» **TASK BRIEF**
Reproduce the Andrew Hausmann article below word for word, everything from "HIS FATHER'S GUIDANCE" down to "branded a slacker.".

[Start TEXT BLOCK]

Monday, May 30, 2011

Andrew Hausmann: Following in his father's footsteps




'Give more of yourself' is among advice 35W bridge collapse victim gave Harvard-bound son

brianmurphy@pioneerpress.com
Updated: 05/30/2011 10:45:26 AM CDT

Deciding whether to void his commitment to Cornell for Harvard would have been enviable if it weren't so agonizing for Rosemount prodigy Andrew Hausmann. Choosing the country's most prestigious university meant ditching another Ivy League heavyweight, and football, for the all-state running back.

As tough as this was, it wasn't much, relatively speaking, for an 18-year-old who has been shaped but not defined by a national tragedy that hit home.

Strive for excellence. Gain from experience. Give more of yourself. Enduring lessons imparted by his father, Peter, a former missionary and software engineer who drowned trying to save other victims of the Interstate 35W bridge collapse, that strengthen Hausmann as one of Minnesota's hugely talented high school students embarks on his life's journey.

"I can't help but think about my father when I think about giving everything you have," Hausmann said over dinner this month. "Never accept anything less than your best. At the point where you failed, you've peaked. The most taxing times of your life are where you have the most opportunity to grow."

Harvard, here comes one gifted athlete, scholar, performer and survivor.

"Andrew reminds us so much about what it means to be the best person you can be," gushed Steve Albaugh, choir director at Rosemount High School.

Athletics director Mike Manning added: "For Andrew to do what he's done athletically, academically, in band and choir, has been an incredible example to other students at our school."

HIS FATHER'S GUIDANCE

Such proclamations would be easy to write off as hyperbole until one examines Hausmann's resume, which flows with achievements from stage, classroom and field: all-state in football and track; excellence rating as a trumpet player; 3.86 grade-point average; Olympic-style weightlifting champion; best-in-site singer and superior rating as a soloist.

He is training to compete in the long jump and 400 meters for the Crimson. After perfect scores in mathematics on the ACT and SAT exams, Hausmann has narrowed his undeclared major to that and four other fields - chemical engineering, economics, philosophy or mechanical engineering.

Hausmann also plans to fulfill pre-med requirements.

"I really want to do pre-law, too, but I can't," he said longingly, as if worried about being branded a slacker.

The ambitious curriculum feeds an insatiable appetite for knowledge rooted in his relationship with his father and God - a deep faith Peter Hausmann cultivated for his family while building schools and churches and working to stop the spread of AIDS in the late 1980s as a Catholic missionary in Kenya, where he met his wife, Helen.

The couple married in 1990 and moved from east Africa to the Twin Cities to raise a family. Andrew's siblings include his older sister, Justina, a sophomore at the University of St. Thomas, and David and Theresa, who are in seventh and fifth grades, respectively.

Peter Hausmann grew up on a South Dakota ranch and considered becoming a priest like his older brother, Leo. Computer science was not as high a calling, but it was the vocation that suited Peter's intellect. It allowed him to work abroad before settling into a job as a security specialist at Assurity River Group in St. Paul.

[End TEXT BLOCK]
[Start RECORD EXTRACTS]

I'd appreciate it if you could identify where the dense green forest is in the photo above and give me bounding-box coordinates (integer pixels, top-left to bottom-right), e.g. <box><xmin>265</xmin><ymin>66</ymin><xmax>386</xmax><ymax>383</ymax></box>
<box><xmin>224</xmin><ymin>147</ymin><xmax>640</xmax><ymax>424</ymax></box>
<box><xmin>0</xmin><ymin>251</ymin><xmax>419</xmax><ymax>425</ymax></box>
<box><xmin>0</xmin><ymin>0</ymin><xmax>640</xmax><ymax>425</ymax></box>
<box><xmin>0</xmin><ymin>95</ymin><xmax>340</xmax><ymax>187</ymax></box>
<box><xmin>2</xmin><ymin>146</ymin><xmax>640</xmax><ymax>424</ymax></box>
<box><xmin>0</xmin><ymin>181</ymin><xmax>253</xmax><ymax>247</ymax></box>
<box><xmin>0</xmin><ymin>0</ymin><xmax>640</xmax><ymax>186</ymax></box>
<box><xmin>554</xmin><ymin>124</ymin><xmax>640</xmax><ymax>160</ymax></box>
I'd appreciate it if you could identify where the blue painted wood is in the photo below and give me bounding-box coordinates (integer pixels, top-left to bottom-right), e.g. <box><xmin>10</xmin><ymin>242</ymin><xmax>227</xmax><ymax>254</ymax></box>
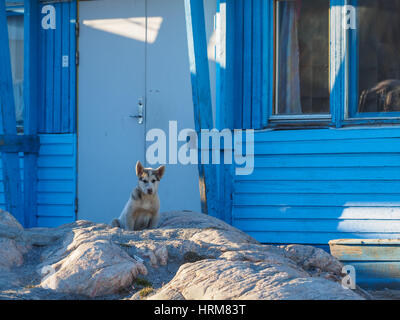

[End RECORD EXTRACTS]

» **EXERCISE OUTPUT**
HIS FATHER'S GUIDANCE

Such proclamations would be easy to write off as hyperbole until one examines Hausmann's resume, which flows with achievements from stage, classroom and field: all-state in football and track; excellence rating as a trumpet player; 3.86 grade-point average; Olympic-style weightlifting champion; best-in-site singer and superior rating as a soloist.

He is training to compete in the long jump and 400 meters for the Crimson. After perfect scores in mathematics on the ACT and SAT exams, Hausmann has narrowed his undeclared major to that and four other fields - chemical engineering, economics, philosophy or mechanical engineering.

Hausmann also plans to fulfill pre-med requirements.

"I really want to do pre-law, too, but I can't," he said longingly, as if worried about being branded a slacker.